→ What to work on
Return every line below exactly as written.

→ Records supplied
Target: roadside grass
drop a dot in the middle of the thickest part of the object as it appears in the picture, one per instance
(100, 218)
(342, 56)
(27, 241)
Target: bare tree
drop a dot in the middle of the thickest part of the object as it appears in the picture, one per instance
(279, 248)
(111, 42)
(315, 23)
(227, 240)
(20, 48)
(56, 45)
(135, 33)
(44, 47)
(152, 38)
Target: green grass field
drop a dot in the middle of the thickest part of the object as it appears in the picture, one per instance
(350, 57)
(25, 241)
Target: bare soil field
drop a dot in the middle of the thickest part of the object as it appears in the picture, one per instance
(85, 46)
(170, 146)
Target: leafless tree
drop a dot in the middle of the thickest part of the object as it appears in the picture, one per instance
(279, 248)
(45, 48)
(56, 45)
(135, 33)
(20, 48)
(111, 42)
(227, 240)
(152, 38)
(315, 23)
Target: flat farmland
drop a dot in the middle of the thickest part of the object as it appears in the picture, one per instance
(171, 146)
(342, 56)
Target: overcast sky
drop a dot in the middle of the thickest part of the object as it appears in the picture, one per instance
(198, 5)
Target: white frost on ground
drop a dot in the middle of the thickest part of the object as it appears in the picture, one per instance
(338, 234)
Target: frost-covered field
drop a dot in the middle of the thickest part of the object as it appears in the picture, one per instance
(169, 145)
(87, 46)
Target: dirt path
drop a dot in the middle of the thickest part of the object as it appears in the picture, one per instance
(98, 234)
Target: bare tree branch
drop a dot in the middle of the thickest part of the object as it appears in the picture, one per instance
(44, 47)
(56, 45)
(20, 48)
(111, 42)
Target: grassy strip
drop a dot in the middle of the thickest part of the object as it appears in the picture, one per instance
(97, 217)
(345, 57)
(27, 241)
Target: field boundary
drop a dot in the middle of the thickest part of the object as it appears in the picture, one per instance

→ Solution to this task
Target: roadside grass
drop a dot in the middle of the thickest part of the object as it appears in the picture, one per instance
(100, 218)
(342, 56)
(27, 241)
Target: bare tree
drop a dot in the middle of the thickest part of the object as it appears in the picture, one per instance
(279, 248)
(111, 42)
(315, 23)
(227, 240)
(20, 48)
(56, 45)
(135, 33)
(44, 47)
(152, 38)
Target: green grass field
drop a dot in the middle of the thickest part of the object as it appears in the picture, one per instance
(350, 57)
(25, 241)
Target: bare soil field
drop a dot in the middle of the thickest part of the object as it appears in the picture, one per instance
(85, 46)
(170, 146)
Target: leafless tree
drop a dot in the middle of the thickest part of the object as it appears in the picture, one per instance
(279, 248)
(45, 48)
(56, 45)
(135, 33)
(20, 48)
(111, 42)
(227, 240)
(152, 38)
(315, 23)
Target: flat farmland
drop a dot in the middle of the thickest part of the object as it appears in the picture, one per instance
(171, 146)
(342, 56)
Target: overcast sky
drop a dot in the middle of the thickest part of the object as it appears in the picture, one per instance
(198, 5)
Target: white frost on ground
drop a dot in the middle of the thickest part of the object as it appears in the picture, one per instance
(338, 234)
Target: frost-covered field
drop a dot in the middle of the thickest part of the object as it appears in the picture, one per instance
(169, 145)
(87, 46)
Target: dirt path
drop a dot in the middle of the thickest part of the object as it appears in the picture, one per instance
(98, 234)
Target: bare tree branch
drop a dot in the middle of the thickest part of the object as it appears in the picture, one per instance
(44, 47)
(56, 45)
(20, 48)
(111, 42)
Target: grassy strip
drop a dot in the middle of the thickest part of the object as it appears in the picture, one per instance
(97, 217)
(345, 57)
(27, 241)
Target: field boundary
drop a dot in the middle of the thickest part of the object as it appears in the picture, one per instance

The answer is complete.